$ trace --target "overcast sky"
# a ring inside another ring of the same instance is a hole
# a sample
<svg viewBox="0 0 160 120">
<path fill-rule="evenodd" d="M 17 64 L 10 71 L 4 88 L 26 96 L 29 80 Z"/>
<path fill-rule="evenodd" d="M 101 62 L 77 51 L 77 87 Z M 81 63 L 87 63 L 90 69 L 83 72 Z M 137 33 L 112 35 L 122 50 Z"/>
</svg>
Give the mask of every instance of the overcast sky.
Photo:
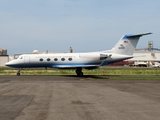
○ ○ ○ ○
What to do:
Copy the records above line for line, leaving out the pictures.

In response:
$ trace --target "overcast sky"
# a ring inside another ring of the same instance is a hole
# a sample
<svg viewBox="0 0 160 120">
<path fill-rule="evenodd" d="M 17 64 L 10 71 L 4 88 L 26 96 L 29 80 Z"/>
<path fill-rule="evenodd" d="M 101 62 L 77 51 L 77 87 Z M 81 63 L 87 63 L 90 69 L 83 72 Z M 137 33 L 112 35 L 122 50 Z"/>
</svg>
Give the mask of every instance of the overcast sky.
Photo:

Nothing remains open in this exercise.